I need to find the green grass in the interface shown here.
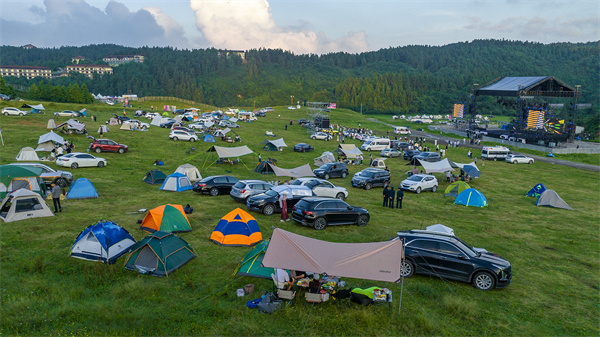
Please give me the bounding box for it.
[0,102,600,336]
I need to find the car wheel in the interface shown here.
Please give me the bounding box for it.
[313,217,327,231]
[356,214,369,227]
[473,271,496,290]
[263,204,275,215]
[400,259,415,277]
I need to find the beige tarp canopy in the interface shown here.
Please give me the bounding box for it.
[262,228,404,282]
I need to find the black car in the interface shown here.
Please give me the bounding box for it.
[313,163,348,180]
[246,185,314,215]
[292,197,370,230]
[294,143,315,152]
[352,168,391,190]
[398,230,512,290]
[192,176,239,197]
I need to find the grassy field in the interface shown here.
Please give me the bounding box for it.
[0,103,600,336]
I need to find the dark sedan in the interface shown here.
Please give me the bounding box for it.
[292,197,370,230]
[192,176,239,197]
[294,143,315,152]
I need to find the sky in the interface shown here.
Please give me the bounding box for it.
[0,0,600,54]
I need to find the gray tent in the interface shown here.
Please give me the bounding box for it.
[535,190,573,210]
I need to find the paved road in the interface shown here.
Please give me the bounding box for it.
[369,118,600,172]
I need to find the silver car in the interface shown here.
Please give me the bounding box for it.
[229,179,273,203]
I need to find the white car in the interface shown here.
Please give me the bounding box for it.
[400,174,438,194]
[56,152,106,169]
[169,130,198,143]
[2,107,28,116]
[292,178,348,200]
[504,154,534,164]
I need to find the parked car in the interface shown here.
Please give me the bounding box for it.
[313,163,349,179]
[292,178,348,200]
[89,139,129,153]
[192,175,239,197]
[504,154,534,164]
[294,143,315,152]
[229,179,273,203]
[10,163,73,188]
[398,230,512,290]
[56,152,106,169]
[292,197,370,230]
[379,149,402,158]
[2,107,29,116]
[400,174,438,194]
[246,185,314,215]
[169,130,198,143]
[352,168,391,190]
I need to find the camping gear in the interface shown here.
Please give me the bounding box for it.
[159,172,193,192]
[67,178,98,199]
[142,169,167,185]
[140,204,192,233]
[125,231,197,276]
[210,208,262,246]
[454,188,487,207]
[535,190,573,210]
[0,188,54,222]
[71,220,135,264]
[527,184,546,198]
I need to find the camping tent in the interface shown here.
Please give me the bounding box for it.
[67,178,98,199]
[527,184,546,198]
[0,188,54,222]
[140,204,192,233]
[16,146,40,161]
[125,231,196,276]
[175,164,202,182]
[444,181,471,197]
[142,169,167,185]
[454,188,487,207]
[535,190,573,210]
[159,172,192,192]
[71,220,135,264]
[263,228,404,282]
[210,208,262,246]
[234,239,275,279]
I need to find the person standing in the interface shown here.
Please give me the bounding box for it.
[50,184,62,213]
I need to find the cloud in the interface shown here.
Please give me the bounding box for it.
[0,0,188,47]
[190,0,368,54]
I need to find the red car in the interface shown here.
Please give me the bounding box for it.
[90,139,128,153]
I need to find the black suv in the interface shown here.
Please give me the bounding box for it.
[292,197,370,230]
[398,230,512,290]
[352,168,390,190]
[313,163,348,180]
[192,176,239,197]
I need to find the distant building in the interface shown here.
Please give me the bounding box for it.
[102,55,144,67]
[0,66,52,80]
[65,64,112,78]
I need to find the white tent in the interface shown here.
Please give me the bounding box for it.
[0,189,54,222]
[16,146,40,161]
[175,164,202,182]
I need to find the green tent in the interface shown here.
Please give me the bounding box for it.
[125,231,196,276]
[234,240,274,279]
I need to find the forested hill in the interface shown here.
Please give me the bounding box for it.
[0,40,600,113]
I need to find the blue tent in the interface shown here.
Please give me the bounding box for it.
[454,188,487,207]
[71,220,135,264]
[67,178,98,199]
[527,184,546,198]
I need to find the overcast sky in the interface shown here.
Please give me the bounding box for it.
[0,0,600,54]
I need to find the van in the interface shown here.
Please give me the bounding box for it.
[360,138,391,151]
[481,146,510,161]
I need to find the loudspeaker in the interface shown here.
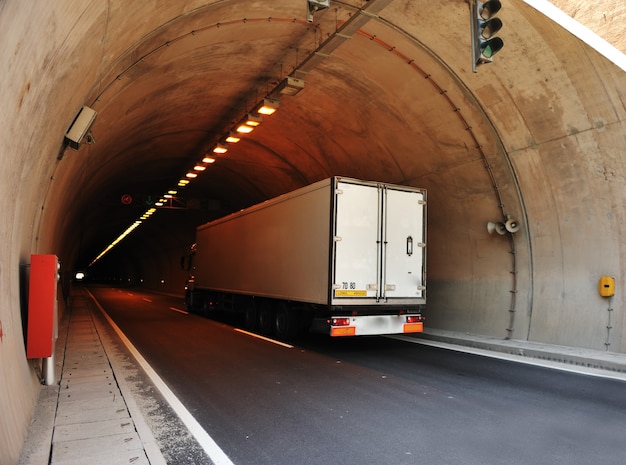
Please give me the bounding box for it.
[65,106,97,150]
[487,221,506,236]
[504,217,520,234]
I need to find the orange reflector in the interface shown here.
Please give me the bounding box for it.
[330,326,356,336]
[404,323,424,333]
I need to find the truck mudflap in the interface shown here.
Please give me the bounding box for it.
[327,314,424,337]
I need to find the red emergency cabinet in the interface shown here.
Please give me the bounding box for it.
[26,254,59,358]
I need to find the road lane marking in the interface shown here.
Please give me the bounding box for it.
[88,291,235,465]
[234,328,293,349]
[170,307,189,315]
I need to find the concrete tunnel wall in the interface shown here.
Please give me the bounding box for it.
[0,0,626,464]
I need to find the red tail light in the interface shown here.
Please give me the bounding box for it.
[330,318,350,326]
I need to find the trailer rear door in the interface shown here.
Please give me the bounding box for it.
[331,179,426,305]
[382,187,425,303]
[333,181,382,305]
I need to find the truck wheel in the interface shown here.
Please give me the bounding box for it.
[274,304,299,341]
[259,302,274,335]
[244,300,258,331]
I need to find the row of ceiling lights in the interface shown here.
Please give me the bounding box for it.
[89,76,304,266]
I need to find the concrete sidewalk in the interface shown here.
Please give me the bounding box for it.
[20,289,626,465]
[20,291,166,465]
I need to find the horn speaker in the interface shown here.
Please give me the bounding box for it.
[504,218,520,234]
[487,221,506,236]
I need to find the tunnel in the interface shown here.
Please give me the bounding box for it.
[0,0,626,463]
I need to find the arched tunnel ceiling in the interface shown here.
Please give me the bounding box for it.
[41,0,620,280]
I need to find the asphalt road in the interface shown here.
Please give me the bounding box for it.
[88,289,626,465]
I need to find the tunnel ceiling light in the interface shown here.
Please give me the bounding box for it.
[236,113,263,134]
[271,76,304,97]
[224,131,241,144]
[255,98,280,116]
[243,113,263,128]
[236,123,254,134]
[213,144,228,154]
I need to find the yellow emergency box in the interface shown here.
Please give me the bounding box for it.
[598,276,615,297]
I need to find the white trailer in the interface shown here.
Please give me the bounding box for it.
[186,177,426,339]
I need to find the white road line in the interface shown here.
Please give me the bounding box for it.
[90,293,235,465]
[170,307,189,315]
[235,328,293,349]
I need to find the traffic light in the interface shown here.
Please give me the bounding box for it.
[470,0,504,72]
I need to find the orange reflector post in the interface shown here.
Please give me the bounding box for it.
[404,323,424,333]
[330,326,356,336]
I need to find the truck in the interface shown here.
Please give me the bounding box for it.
[185,176,426,340]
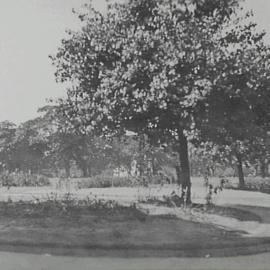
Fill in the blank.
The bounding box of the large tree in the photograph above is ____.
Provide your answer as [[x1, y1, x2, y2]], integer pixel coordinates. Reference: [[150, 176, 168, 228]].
[[52, 0, 266, 201]]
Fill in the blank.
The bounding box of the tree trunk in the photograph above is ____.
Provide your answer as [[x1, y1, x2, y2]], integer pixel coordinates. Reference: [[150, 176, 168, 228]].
[[236, 153, 245, 188], [178, 131, 191, 204], [260, 160, 266, 178]]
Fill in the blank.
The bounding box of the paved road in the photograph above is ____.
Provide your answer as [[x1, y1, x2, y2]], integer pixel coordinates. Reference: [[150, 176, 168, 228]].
[[0, 252, 270, 270]]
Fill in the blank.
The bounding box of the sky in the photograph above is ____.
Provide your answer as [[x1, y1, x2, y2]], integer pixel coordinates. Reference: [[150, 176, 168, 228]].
[[0, 0, 270, 124]]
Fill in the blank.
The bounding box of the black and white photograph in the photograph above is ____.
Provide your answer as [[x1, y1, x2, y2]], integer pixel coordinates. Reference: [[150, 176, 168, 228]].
[[0, 0, 270, 270]]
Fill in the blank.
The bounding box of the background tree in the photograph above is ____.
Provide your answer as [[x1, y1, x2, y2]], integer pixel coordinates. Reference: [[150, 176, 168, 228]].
[[52, 0, 268, 201]]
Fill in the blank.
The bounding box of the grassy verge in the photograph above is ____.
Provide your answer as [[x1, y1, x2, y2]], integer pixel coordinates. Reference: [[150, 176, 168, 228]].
[[0, 202, 270, 257]]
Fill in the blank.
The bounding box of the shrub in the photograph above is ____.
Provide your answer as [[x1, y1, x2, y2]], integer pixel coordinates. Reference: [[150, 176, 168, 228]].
[[78, 175, 136, 188], [0, 172, 50, 187], [225, 176, 270, 194]]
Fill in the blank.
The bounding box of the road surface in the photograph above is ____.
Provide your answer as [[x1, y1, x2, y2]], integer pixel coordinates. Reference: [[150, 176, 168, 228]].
[[0, 252, 270, 270]]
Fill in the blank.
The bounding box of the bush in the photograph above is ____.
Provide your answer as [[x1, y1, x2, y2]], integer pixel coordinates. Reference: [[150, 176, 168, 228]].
[[225, 176, 270, 194], [78, 175, 136, 188], [0, 172, 50, 187]]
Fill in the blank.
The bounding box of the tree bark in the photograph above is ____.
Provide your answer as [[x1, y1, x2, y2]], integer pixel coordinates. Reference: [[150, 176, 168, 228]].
[[178, 131, 191, 204], [236, 153, 245, 188], [64, 160, 70, 178], [260, 160, 266, 178]]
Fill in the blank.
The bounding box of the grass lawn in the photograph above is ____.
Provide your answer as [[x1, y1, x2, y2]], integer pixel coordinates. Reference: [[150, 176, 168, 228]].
[[0, 202, 270, 257]]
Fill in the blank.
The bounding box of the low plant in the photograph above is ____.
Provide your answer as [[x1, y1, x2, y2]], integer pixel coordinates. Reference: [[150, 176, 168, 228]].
[[0, 172, 50, 188], [78, 175, 137, 189]]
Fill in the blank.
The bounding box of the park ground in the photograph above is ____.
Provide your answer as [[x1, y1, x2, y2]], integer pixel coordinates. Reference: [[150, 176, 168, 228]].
[[0, 178, 270, 270]]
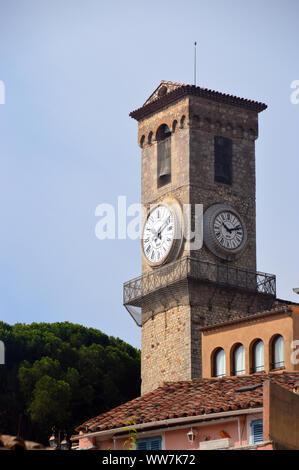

## What is needed
Report each line of the records in which the word "tree" appears, copying every such line in full.

## The solution
The bounding box of the large tree in the photograph above is ____.
The bounding box of the tree trunk in the photograph above is ____.
The bounding box of the background tree in the photograph above is ____.
The bounding box of the tree bark in the photograph above is ____.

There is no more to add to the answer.